**网页节选**

::::

一、拼音分词的应用

拼音分词在日常生活中其实很常见，也许你每天都在用。打开淘宝看一看吧,输入拼音”zhonghua”,下面会有包含”zhonghua”对应的中文”中华”的商品的提示：

拼音分词是根据输入的拼音提示对应的中文，通过拼音分词提升搜索体验、加快搜索速度。下面介绍如何在Elasticsearch 5.1.1中配置和实现pinyin+iK分词。

二、IK分词器下载与安装

关于IK分词器的介绍不再多少，一言以蔽之，IK分词是目前使用非常广泛分词效果比较好的中文分词器。做ES开发的，中文分词十有八九使用的都是IK分词器。

下载地址:https://github.com/medcl/elasticsearch-analysis-ik
配置之前关闭elasticsearch，配置完成以后再重启。
IK的版本要和当前ES的版本一致，README中有说明。我使用的是ES是5.1.1，IK的版本为5.1.1(你也许会奇怪为什么IK上一个版本是1.X,下一个版本一下升到5.X?是因为Elastic官方为了统一版本号，之前es的版本是2.x,logstash的版本是2.x,同时Kibana的版本是4.x，ik的版本是1.x，这样版本很混乱。5.0之后，统一版本号，这样你使用5.1.1的es，其它软件的版本也使用5.1.1就好了)。

下载之后进入到elasticsearch-analysis-pinyin-master目录，mvn打包(没有安装maven的自行安装)，运行命令：

    mvn package

打包成功以后，会生成一个target文件夹，在elasticsearch-analysis-ik-master/target/releases目录下，找到elasticsearch-analysis-ik-5.1.1.zip，这就是我们需要的安装文件。解压elasticsearch-analysis-ik-5.1.1.zip，得到下面内容：

commons-codec-1.9.jar

commons-logging-1.2.jar

config

elasticsearch-analysis-ik-5.1.1.jar

httpclient-4.5.2.jar

httpcore-4.4.4.jar

plugin-descriptor.properties

然后在elasticsearch-5.1.1/plugins目录下新建一个文件夹ik，把elasticsearch-analysis-ik-5.1.1.zip解压后的文件拷贝到elasticsearch-5.1.1/plugins/ik目录下.截图方便理解。

三、pinyin分词器下载与安装

pinyin分词器的下载地址:
https://github.com/medcl/elasticsearch-analysis-pinyin

安装过程和IK一样，下载、打包、加入ES。这里不在重复上述步骤，给出最后配置截图

四、分词测试

IK和pinyin分词配置完成以后，重启ES。如果重启过程中ES报错，说明安装有错误，没有报错说明配置成功。

4.1 IK分词测试

创建一个索引:

curl -XPUT "http://localhost:9200/index"

测试分词效果:

curl -XPOST "http://localhost:9200/index/_analyze?analyzer=ik_max_word&text=中华人民共和国"

分词结果:

   {

    "tokens": [{

        "token": "中华人民共和国",

        "start_offset": 0,

        "end_offset": 7,

        "type": "CN_WORD",

        "position": 0

    }, {

        "token": "中华人民",

        "start_offset": 0,

        "end_offset": 4,

        "type": "CN_WORD",

        "position": 1

    }, {

        "token": "中华",

        "start_offset": 0,

        "end_offset": 2,

        "type": "CN_WORD",

        "position": 2

    }, {

        "token": "华人",

        "start_offset": 1,

        "end_offset": 3,

        "type": "CN_WORD",

        "position": 3

    }, {

        "token": "人民共和国",

        "start_offset": 2,

        "end_offset": 7,

        "type": "CN_WORD",

        "position": 4

    }, {

        "token": "人民",

        "start_offset": 2,

        "end_offset": 4,

        "type": "CN_WORD",

        "position": 5

    }, {

        "token": "共和国",

        "start_offset": 4,

        "end_offset": 7,

        "type": "CN_WORD",

        "position": 6

    }, {

        "token": "共和",

        "start_offset": 4,

        "end_offset": 6,

        "type": "CN_WORD",

        "position": 7

    }, {

        "token": "国",

        "start_offset": 6,

        "end_offset": 7,

        "type": "CN_CHAR",

        "position": 8

    }, {

        "token": "国歌",

        "start_offset": 7,

        "end_offset": 9,

        "type": "CN_WORD",

        "position": 9

    }]

}

使用ik_smart分词:

curl -XPOST "http://localhost:9200/index/_analyze?analyzer=ik_smart&text=中华人民共和国"

::::

(标注区域条目)
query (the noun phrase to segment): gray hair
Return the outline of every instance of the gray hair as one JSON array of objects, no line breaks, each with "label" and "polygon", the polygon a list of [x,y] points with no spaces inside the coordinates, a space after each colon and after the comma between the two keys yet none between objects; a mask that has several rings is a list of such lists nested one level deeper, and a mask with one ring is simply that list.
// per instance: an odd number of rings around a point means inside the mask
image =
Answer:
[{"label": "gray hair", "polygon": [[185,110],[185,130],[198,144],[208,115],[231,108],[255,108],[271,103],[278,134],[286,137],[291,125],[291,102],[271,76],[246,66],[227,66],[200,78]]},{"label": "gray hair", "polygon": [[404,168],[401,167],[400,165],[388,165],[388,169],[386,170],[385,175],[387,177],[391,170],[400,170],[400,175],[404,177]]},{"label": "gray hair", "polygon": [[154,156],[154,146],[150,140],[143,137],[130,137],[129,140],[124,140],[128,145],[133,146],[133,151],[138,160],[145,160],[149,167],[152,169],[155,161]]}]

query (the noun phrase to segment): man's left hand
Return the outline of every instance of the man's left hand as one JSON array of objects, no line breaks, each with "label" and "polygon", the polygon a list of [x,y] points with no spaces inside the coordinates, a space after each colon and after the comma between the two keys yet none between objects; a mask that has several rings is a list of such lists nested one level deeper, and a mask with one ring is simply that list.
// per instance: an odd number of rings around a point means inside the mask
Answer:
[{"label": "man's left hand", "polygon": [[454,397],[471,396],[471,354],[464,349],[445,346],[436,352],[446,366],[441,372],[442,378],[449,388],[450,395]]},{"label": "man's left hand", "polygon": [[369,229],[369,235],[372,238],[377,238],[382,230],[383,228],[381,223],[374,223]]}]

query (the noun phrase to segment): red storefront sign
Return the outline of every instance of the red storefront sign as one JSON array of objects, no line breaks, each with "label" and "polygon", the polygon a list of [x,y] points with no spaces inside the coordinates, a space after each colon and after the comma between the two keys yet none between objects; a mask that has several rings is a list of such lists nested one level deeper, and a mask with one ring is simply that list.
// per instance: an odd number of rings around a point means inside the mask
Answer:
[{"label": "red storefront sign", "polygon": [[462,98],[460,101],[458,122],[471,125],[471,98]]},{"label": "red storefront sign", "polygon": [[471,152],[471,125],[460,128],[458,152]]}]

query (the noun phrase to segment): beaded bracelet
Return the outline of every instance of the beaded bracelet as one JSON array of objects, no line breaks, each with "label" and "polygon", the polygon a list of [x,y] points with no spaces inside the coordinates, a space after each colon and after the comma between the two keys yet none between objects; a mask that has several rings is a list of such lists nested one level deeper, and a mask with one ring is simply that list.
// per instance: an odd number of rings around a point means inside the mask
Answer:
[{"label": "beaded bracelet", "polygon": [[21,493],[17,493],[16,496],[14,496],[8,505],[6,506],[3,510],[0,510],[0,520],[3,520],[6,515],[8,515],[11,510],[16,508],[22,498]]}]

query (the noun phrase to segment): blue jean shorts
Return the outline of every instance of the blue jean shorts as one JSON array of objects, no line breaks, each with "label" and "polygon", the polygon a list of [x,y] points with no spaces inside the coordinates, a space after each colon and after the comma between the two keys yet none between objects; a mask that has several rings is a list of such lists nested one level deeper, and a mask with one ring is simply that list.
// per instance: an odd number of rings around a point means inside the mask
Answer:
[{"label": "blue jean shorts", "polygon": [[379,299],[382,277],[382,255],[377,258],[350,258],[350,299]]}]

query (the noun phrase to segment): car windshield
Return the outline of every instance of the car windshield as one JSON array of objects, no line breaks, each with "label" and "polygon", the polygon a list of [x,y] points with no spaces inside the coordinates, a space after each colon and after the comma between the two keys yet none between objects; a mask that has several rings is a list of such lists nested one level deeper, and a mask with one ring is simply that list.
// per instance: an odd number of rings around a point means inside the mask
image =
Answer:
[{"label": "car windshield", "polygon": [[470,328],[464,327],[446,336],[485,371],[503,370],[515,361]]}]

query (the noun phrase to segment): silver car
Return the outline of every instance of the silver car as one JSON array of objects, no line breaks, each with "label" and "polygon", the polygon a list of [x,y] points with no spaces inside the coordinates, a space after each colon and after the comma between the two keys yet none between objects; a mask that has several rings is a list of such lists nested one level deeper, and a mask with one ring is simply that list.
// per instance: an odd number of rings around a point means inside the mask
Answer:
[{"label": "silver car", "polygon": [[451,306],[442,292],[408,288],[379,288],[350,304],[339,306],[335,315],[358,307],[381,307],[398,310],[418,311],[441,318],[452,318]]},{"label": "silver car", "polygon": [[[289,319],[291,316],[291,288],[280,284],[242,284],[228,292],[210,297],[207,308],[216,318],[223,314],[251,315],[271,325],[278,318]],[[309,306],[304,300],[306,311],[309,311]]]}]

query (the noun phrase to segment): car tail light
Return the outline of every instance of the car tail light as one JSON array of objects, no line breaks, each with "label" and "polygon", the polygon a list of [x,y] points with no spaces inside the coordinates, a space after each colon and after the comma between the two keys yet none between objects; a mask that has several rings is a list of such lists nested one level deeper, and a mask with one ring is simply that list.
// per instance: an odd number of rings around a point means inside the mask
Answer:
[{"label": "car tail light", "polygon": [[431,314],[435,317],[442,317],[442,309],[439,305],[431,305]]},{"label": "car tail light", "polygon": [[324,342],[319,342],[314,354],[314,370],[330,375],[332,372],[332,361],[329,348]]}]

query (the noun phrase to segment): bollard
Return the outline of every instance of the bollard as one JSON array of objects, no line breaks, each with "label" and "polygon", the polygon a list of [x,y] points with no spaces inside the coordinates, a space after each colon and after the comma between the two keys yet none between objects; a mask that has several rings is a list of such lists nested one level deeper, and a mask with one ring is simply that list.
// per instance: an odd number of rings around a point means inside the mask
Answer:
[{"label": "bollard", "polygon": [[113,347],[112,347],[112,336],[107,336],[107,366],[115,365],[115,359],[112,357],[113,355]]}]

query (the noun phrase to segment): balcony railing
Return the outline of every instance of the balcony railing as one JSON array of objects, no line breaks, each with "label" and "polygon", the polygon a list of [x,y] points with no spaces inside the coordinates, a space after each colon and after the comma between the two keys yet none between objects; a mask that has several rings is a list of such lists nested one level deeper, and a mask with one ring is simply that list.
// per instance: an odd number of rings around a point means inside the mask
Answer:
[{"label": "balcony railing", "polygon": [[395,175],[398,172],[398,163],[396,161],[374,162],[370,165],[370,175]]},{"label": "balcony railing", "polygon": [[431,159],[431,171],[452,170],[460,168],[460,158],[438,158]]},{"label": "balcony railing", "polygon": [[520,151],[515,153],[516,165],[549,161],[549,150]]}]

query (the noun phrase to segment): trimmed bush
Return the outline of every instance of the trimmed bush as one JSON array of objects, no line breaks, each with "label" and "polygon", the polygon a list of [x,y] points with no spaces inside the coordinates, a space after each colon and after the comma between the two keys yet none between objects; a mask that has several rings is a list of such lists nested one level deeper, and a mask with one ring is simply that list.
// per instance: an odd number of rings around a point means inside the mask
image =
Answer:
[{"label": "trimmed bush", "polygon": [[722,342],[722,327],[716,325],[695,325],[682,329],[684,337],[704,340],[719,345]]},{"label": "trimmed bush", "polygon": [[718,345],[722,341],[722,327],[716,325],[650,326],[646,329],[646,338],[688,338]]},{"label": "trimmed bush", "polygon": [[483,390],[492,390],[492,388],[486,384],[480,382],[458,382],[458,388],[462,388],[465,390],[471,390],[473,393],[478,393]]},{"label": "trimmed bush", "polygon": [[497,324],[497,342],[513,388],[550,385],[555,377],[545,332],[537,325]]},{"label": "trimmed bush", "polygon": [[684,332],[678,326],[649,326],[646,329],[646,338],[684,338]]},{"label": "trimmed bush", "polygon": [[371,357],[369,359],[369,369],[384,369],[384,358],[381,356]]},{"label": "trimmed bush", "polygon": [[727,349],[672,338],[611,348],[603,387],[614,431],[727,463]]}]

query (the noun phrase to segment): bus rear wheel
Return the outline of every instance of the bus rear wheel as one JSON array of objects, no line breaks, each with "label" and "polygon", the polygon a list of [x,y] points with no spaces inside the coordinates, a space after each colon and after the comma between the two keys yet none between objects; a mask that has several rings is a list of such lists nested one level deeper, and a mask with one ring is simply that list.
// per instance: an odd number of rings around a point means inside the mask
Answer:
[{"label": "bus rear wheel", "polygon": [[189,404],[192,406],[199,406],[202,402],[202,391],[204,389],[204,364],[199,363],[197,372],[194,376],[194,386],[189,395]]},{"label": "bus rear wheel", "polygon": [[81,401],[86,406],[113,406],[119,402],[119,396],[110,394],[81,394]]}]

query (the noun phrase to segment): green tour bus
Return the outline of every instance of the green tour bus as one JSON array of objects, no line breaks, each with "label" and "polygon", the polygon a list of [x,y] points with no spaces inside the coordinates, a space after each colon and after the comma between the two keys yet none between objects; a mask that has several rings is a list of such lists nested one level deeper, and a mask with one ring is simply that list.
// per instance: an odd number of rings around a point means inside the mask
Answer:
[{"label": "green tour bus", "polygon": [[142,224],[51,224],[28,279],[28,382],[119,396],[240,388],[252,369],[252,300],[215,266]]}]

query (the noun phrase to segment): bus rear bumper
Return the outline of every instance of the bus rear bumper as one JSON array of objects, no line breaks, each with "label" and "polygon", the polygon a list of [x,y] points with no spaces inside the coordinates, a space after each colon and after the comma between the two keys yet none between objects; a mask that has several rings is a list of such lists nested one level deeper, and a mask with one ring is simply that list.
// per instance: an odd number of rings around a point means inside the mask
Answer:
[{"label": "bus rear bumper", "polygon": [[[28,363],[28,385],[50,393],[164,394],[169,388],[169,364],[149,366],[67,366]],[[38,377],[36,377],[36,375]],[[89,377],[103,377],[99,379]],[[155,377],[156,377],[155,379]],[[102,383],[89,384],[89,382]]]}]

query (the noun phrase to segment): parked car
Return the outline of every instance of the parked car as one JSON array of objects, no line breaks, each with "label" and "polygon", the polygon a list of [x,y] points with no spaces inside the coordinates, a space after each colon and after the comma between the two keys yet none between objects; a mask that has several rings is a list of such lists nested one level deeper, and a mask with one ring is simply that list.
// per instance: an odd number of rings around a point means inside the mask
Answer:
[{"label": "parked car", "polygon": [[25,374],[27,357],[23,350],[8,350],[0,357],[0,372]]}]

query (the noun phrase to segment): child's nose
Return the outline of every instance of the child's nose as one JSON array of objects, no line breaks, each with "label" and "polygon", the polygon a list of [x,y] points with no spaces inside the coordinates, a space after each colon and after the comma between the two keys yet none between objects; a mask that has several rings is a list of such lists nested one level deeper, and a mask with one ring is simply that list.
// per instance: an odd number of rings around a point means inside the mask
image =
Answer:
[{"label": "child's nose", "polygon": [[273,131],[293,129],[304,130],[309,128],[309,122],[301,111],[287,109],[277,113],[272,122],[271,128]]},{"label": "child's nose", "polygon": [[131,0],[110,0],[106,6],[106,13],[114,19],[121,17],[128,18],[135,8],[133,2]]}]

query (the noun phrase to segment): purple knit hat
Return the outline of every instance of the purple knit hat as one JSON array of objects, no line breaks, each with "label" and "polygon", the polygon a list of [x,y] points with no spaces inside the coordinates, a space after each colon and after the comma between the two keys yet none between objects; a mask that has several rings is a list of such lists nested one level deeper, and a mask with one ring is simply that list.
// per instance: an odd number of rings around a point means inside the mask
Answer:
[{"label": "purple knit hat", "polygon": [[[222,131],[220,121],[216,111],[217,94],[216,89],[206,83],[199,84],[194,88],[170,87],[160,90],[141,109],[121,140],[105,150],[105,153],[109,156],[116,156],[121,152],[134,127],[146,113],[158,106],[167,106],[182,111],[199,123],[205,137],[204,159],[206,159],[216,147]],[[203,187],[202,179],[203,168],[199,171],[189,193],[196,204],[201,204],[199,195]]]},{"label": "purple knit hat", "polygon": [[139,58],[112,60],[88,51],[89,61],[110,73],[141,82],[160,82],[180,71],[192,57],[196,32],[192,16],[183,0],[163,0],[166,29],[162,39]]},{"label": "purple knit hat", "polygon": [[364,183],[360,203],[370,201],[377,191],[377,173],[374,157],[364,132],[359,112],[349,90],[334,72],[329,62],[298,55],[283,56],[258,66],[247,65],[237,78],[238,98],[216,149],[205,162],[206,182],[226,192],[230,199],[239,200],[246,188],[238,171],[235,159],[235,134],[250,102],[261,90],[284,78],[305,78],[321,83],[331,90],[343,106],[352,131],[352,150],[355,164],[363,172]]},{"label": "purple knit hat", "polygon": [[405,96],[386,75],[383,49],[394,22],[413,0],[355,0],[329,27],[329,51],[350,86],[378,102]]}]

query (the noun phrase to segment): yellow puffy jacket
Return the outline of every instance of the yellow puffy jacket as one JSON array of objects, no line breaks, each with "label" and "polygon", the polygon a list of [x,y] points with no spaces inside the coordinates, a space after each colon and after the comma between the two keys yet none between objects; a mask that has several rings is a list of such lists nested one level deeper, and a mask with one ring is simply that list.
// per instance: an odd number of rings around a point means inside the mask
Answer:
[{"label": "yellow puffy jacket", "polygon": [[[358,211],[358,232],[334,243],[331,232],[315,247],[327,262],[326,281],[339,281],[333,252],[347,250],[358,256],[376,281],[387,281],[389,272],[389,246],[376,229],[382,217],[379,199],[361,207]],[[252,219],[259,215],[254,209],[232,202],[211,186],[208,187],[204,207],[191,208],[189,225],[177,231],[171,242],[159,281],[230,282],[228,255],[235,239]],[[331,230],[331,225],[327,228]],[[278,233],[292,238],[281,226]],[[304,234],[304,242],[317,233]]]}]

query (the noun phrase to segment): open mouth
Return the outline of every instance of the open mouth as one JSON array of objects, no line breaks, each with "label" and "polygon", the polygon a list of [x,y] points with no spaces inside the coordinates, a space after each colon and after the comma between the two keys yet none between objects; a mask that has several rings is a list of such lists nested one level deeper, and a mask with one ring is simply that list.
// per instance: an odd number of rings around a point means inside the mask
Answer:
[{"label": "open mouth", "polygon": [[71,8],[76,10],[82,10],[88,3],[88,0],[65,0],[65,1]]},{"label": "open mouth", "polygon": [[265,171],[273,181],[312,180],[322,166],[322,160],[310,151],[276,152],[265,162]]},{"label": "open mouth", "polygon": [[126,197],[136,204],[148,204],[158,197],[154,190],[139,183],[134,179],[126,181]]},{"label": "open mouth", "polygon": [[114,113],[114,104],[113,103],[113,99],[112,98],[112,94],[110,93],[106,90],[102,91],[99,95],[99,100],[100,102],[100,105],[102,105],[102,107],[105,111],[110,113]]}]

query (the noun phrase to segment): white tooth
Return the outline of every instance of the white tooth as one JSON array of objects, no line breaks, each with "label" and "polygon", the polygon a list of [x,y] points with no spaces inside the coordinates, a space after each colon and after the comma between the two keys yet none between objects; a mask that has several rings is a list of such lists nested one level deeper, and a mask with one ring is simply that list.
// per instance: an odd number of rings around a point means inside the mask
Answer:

::::

**完成下列任务**
[A] 照录网页节选中的一段，从“关于IK分词器的介绍不再多少”开始，一直到“本也使用5.1.1就好了)。”为止。
[B] 列出条目中含有字符串“nose”的每一行。
这些条目与网页节选的内容毫无关联。

**参考答案**
[A]
关于IK分词器的介绍不再多少，一言以蔽之，IK分词是目前使用非常广泛分词效果比较好的中文分词器。做ES开发的，中文分词十有八九使用的都是IK分词器。

下载地址:https://github.com/medcl/elasticsearch-analysis-ik
配置之前关闭elasticsearch，配置完成以后再重启。
IK的版本要和当前ES的版本一致，README中有说明。我使用的是ES是5.1.1，IK的版本为5.1.1(你也许会奇怪为什么IK上一个版本是1.X,下一个版本一下升到5.X?是因为Elastic官方为了统一版本号，之前es的版本是2.x,logstash的版本是2.x,同时Kibana的版本是4.x，ik的版本是1.x，这样版本很混乱。5.0之后，统一版本号，这样你使用5.1.1的es，其它软件的版本也使用5.1.1就好了)。

[B]
query (the noun phrase to segment): child's nose
Return the outline of every instance of the child's nose as one JSON array of objects, no line breaks, each with "label" and "polygon", the polygon a list of [x,y] points with no spaces inside the coordinates, a space after each colon and after the comma between the two keys yet none between objects; a mask that has several rings is a list of such lists nested one level deeper, and a mask with one ring is simply that list.
[{"label": "child's nose", "polygon": [[273,131],[293,129],[304,130],[309,128],[309,122],[301,111],[287,109],[277,113],[272,122],[271,128]]},{"label": "child's nose", "polygon": [[131,0],[110,0],[106,6],[106,13],[114,19],[121,17],[128,18],[135,8],[133,2]]}]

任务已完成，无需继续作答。